Eveline Baesu

Professor Baesu’s research is in the general area of solid mechanics. There are three main areas of interest: (i) electromechanical effects, (ii) fiber networks, and (iii) biomechanics.

Electromechanical effects: Her research in the electrodynamics of continuous media has been in modeling coupled nonlinear electromechanical effects in solids, especially piezoelectric materials, with an emphasis on studying the effect of initial electric and mechanical fields on the subsequent behavior of these materials. Her work in this area has led to substantial contributions to the understanding of failure and material stability in electroactive materials in general and piezoelectrics in particular. Current research interests in this area include multiscale modeling of piezoelectricity.

Fiber networks: Another area of research that Professor Baesu is actively pursuing is the modeling of continua of filamentary networks. She developed a model for continua composed of a network of elastic-plastic fibers, which allows the overall response of the continuum to be inferred the properties of each fiber family and, vice-versa, under certain restrictions on the number of fiber families. This last feature may be particularly useful in experimental characterization of certain composites consisting of nano-fibers for which the properties of the nano-fibers cannot be directly measured. Currently this paradigm is extended to a network of piezoelectric fibers, which are again important for smart structure applications. Further, she is exploring applications of this theory to the design of tissue scaffolds for biomedical applications.
● ● ● ● ●
=== Exercise tasks ===
- A) According to the research profile, why could the ability to infer fiber properties from the overall response of the fiber-network model be useful? Answer in one to three sentences.
- B) Decide whether each statement agrees with the research profile. Answer yes or no for each, and quote the words from the profile that decide it.
(i) The electromechanical work emphasizes how initial electric and mechanical fields affect later material behavior.
(ii) The fiber-network model lets fiber properties be inferred from the overall response without any restriction.
(iii) Multiscale modeling of piezoelectricity is among the current interests in the electromechanical area.
- C) Extend the research profile past its final paragraph by writing the text that comes next.
The records that follow have no connection to the research profile.

=== Exercise data ===
● ● ● ● ●
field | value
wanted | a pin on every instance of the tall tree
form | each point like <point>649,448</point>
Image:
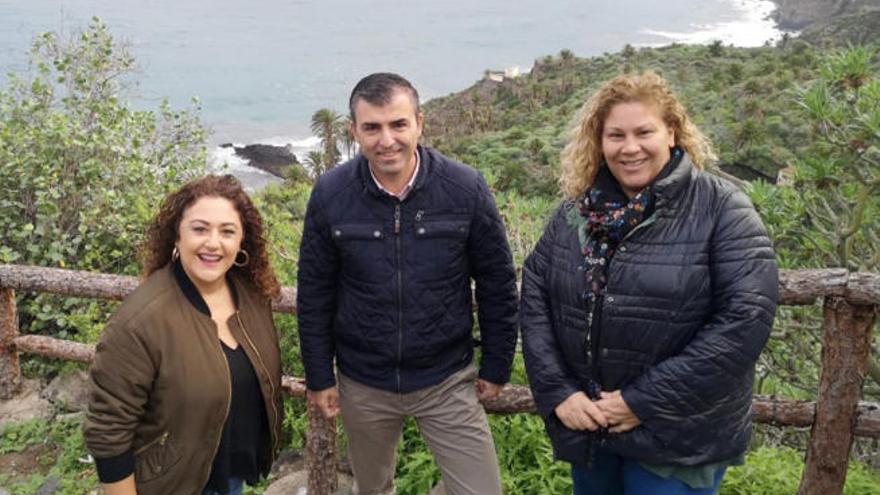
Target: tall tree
● ● ● ● ●
=== Responses by task ===
- A) It may help in the experimental characterization of certain composites made of nano-fibers. The properties of those nano-fibers cannot be measured directly, so inferring them from the overall response of the continuum offers another route.

- B)
(i) Yes: "with an emphasis on studying the effect of initial electric and mechanical fields on the subsequent behavior of these materials"
(ii) No: "under certain restrictions on the number of fiber families"
(iii) Yes: "Current research interests in this area include multiscale modeling of piezoelectricity."

- C)
Biomechanics (cellular mechanics): Another area of Professor Baesu’s research is the mechanics of the mechanics of living cells. In a unique collaborative effort with biologists and material scientists at the Lawrence Livermore National Laboratory, she has helped develop a multi-pronged program of research involving experimental, theoretical, and computational aspects, which is centered by using the unique capabilities of the atomic force microscope (AFM). The focus of her work has been the development of a non-linear model of cell membrane, as well as modeling the contact between the AFM tip and the cell membrane. The aim is to exploit these capabilities and develop a tool for non-destructive monitoring of changes in living cells with applications to, e.g., early diagnosis of cancer, multiple sclerosis etc., pathogen invasion.